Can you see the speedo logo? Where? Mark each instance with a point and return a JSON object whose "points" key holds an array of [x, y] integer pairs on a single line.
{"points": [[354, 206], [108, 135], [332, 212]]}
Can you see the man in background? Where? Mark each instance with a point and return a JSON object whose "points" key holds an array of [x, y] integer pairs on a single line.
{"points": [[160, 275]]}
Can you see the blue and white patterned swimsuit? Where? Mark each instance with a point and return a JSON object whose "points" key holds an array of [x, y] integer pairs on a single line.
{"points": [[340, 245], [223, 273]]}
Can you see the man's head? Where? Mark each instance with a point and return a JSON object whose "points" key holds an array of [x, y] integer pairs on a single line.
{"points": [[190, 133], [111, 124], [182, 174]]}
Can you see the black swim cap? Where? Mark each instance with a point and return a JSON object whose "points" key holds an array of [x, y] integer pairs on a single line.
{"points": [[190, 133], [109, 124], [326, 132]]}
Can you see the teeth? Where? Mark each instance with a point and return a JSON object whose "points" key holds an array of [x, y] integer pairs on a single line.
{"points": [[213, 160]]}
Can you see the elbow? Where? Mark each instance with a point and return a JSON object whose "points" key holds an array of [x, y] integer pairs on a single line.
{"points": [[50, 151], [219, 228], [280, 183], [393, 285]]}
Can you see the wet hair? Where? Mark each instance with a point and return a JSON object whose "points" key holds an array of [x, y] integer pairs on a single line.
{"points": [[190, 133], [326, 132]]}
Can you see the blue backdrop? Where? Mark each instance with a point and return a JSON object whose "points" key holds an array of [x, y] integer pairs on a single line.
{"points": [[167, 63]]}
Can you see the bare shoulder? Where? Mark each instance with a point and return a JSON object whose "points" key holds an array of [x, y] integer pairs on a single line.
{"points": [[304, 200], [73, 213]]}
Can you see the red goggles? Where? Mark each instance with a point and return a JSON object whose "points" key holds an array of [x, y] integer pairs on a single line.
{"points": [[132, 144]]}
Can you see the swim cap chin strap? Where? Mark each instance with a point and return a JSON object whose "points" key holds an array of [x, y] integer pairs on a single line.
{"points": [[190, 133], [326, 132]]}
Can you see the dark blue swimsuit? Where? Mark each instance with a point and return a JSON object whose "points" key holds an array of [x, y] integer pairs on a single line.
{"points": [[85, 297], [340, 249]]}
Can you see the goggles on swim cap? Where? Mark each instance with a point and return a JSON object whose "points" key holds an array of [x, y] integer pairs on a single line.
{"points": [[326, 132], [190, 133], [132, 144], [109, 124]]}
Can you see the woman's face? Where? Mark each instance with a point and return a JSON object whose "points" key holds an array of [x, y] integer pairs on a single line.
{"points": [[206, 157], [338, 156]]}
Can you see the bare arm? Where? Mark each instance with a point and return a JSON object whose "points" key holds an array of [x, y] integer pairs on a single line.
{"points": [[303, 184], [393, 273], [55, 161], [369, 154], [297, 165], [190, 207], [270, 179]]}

----------

Your task is to write out the lines from the one with "Can you see the swim" through the end of the records, exactly and with nothing added.

Can you see the swim cap chin strap? Where? Mark each instance with a point and return a JSON object whose "points" key holds an array of [x, y] integer pairs on a single line.
{"points": [[190, 133], [326, 132]]}
Can you see the dark blue swimsuit? Where? Mark each instance with a point and return a JSON object whose "points" key holds an array of [x, y] integer pairs on a single line.
{"points": [[85, 297], [340, 249]]}
Can you see the goggles on swim cap? Where? Mark each instance with a point and return a JSON object whose "points" key holds an array of [x, y] integer pairs on a single line.
{"points": [[326, 132], [190, 133], [132, 144], [109, 124]]}
Can you see the woman's face? Where? Mark each instance with a point and return a JSON object whose "points" key holds an array of [x, y] integer pairs on a single line.
{"points": [[206, 157], [338, 156]]}
Can you see the bare arm? Where? Mark each instance with a point and return a JSON object whose "points" key holds an array of [x, y] integer pairs on a single line.
{"points": [[303, 184], [393, 273], [55, 161], [369, 154], [297, 165], [190, 207], [270, 179]]}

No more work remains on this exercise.